# start of EXTRACTED DATA

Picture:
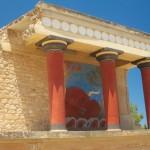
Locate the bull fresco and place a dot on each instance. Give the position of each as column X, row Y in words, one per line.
column 84, row 101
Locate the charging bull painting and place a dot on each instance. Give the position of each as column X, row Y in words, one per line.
column 84, row 102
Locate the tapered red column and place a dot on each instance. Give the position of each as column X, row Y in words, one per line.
column 55, row 66
column 108, row 73
column 145, row 72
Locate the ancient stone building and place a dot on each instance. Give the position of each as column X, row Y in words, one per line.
column 58, row 67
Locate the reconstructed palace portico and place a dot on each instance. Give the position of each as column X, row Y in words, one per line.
column 33, row 52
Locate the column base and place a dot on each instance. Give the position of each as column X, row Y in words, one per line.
column 58, row 128
column 113, row 127
column 126, row 122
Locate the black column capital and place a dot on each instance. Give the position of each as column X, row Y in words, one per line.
column 142, row 63
column 106, row 54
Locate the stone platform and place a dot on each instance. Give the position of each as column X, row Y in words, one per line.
column 76, row 140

# end of EXTRACTED DATA

TASK DESCRIPTION:
Please retype all of the lines above word for word, omitting the pictures from your answer.

TASK RESPONSE:
Picture:
Locate the bull fresco and place a dot on each instance. Give the position of each as column X, row Y in words, one per line.
column 84, row 101
Locate the charging bull painting and place a dot on each instance. Give the position of each as column X, row Y in words, one per line.
column 84, row 102
Locate the tapered red column and place a dot on each instance. Give the position of each as column X, row Y in words, one per line.
column 55, row 66
column 108, row 73
column 145, row 72
Locate the ancient stone building and place a dot on each instance. Give the position of each as column X, row Y in words, one per line.
column 58, row 67
Locate the reconstructed palace portico and place a dot on each instance. Give the position of each as column X, row Y in words, one per line.
column 33, row 52
Locate the column base and place a dot on each instance. Give the position of each as column X, row Y in words, one per line.
column 58, row 128
column 113, row 127
column 126, row 122
Locate the black column capital and place a dot on each instance. Give the position of each as column X, row Y in words, one per line.
column 142, row 63
column 106, row 54
Locate the stone platform and place a dot on each instance. Give the position of each as column X, row Y in words, one per line.
column 76, row 140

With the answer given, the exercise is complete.